_YOUR TASK_
Quote, without change, all of the lines that follow.

_LISTED RECORDS_

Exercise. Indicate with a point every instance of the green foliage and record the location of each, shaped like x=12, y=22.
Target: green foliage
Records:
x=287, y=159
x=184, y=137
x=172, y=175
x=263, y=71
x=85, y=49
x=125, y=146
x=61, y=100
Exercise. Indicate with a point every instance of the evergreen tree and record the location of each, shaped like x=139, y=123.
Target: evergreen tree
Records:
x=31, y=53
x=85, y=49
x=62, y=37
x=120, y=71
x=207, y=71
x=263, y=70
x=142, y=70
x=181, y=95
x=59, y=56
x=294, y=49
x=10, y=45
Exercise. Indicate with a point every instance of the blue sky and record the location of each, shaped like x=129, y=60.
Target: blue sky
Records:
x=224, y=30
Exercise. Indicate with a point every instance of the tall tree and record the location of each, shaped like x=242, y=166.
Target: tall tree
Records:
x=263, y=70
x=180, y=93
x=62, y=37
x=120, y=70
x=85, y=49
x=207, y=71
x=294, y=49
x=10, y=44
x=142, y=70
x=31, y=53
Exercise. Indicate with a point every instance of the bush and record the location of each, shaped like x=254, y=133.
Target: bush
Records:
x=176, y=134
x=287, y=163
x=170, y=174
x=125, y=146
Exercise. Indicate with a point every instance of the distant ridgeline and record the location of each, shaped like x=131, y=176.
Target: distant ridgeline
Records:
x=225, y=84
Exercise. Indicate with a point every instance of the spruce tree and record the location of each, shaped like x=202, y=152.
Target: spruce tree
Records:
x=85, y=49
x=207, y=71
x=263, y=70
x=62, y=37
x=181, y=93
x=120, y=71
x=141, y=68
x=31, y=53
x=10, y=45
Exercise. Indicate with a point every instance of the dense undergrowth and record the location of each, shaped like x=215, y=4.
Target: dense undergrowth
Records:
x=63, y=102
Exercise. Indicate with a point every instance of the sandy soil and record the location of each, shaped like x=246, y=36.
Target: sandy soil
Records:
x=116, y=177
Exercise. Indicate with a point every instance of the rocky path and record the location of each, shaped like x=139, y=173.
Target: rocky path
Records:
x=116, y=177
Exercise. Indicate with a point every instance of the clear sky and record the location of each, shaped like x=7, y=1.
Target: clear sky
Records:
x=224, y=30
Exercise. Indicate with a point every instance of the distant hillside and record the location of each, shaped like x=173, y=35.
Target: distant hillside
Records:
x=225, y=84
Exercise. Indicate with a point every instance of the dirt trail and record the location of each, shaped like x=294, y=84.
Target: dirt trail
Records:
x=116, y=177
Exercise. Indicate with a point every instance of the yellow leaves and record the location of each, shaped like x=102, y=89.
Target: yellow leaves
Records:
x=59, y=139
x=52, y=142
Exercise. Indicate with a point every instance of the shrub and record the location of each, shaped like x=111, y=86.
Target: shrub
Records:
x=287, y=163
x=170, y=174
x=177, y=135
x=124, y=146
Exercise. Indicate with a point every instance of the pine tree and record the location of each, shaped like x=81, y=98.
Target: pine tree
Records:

_ANSWER TO THIS TASK_
Exercise. Indicate with a point every instance of the green foliage and record the location of each, shaped like x=12, y=22.
Target: green foliage
Records:
x=287, y=159
x=184, y=137
x=172, y=175
x=263, y=71
x=85, y=49
x=125, y=146
x=61, y=100
Exercise. Indicate with a point every instance of the evergreen tree and record the location of each, shaped like x=139, y=123.
Target: evergreen tree
Records:
x=31, y=53
x=85, y=49
x=62, y=37
x=120, y=71
x=207, y=71
x=263, y=70
x=142, y=70
x=181, y=95
x=59, y=56
x=294, y=49
x=10, y=45
Exercise. Indicate with a point every instance of the blue sky and record the location of each, shaped like x=129, y=60.
Target: blue sky
Records:
x=224, y=30
Exercise. Indicate with a point every instance of the tall tree and record the location of each, shaped like x=242, y=166.
Target: tall tree
Records:
x=263, y=70
x=180, y=93
x=62, y=37
x=120, y=70
x=85, y=49
x=207, y=71
x=294, y=49
x=10, y=44
x=142, y=70
x=31, y=53
Exercise. Indicate with a point every instance of the bush and record the location of each, shaped like x=254, y=133.
Target: bush
Records:
x=176, y=134
x=287, y=163
x=170, y=174
x=125, y=146
Exercise. Indicate with a point every instance of the distant ridgeline and record the location of each, shaped like x=131, y=176.
Target: distant ridgeline
Records:
x=225, y=84
Exercise. Indicate with a point every instance of the spruce tree and record the location of each, shaped like x=202, y=152.
Target: spruce tree
Records:
x=85, y=49
x=207, y=71
x=263, y=70
x=62, y=37
x=181, y=93
x=120, y=71
x=141, y=68
x=31, y=53
x=10, y=45
Exercise. Indicate with a point every instance of the dense undergrowth and record the location of each, shaped like x=215, y=4.
Target: dense undergrowth
Records:
x=63, y=102
Exercise. Indicate with a point every instance of the sandy soil and record the location of each, shaped like x=246, y=36.
Target: sandy soil
Records:
x=116, y=177
Exercise. Indicate with a point every instance of the rocky path and record the location of each, shaped like x=139, y=173.
Target: rocky path
Records:
x=116, y=177
Exercise. Indicate with a point every instance of the clear sky and record the location of each, shaped like x=7, y=1.
Target: clear sky
Records:
x=224, y=30
Exercise. Indicate with a point every instance of the distant hillside and record the location of each, shaped like x=173, y=35.
Target: distant hillside
Records:
x=225, y=84
Exercise. Indicate with a point every instance of the dirt trail and record the location of each, shaped like x=294, y=84.
Target: dirt trail
Records:
x=116, y=177
Exercise. Indicate with a point every instance of the yellow leaves and record the location of each, shaped like x=102, y=89.
Target: yellow leaves
Records:
x=59, y=139
x=52, y=142
Exercise. Indicate with a point every instance of the shrub and record the location of each, shaped like x=111, y=86.
Target: shrub
Records:
x=287, y=163
x=170, y=174
x=177, y=135
x=124, y=146
Exercise. Indicate with a point every instance of the pine tree and record the location of each, shaped like x=81, y=98.
Target: pine tree
Records:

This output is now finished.